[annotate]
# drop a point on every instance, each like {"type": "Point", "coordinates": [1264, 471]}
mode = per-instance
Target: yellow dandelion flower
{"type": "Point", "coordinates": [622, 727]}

◆ ASSIGNED TASK ◆
Only lines with the string "instance" belong in the answer; copy each of them from the listing.

◆ OUTPUT FOR THIS EXERCISE ◆
# drop a point on every instance, each like {"type": "Point", "coordinates": [1264, 471]}
mode = per-instance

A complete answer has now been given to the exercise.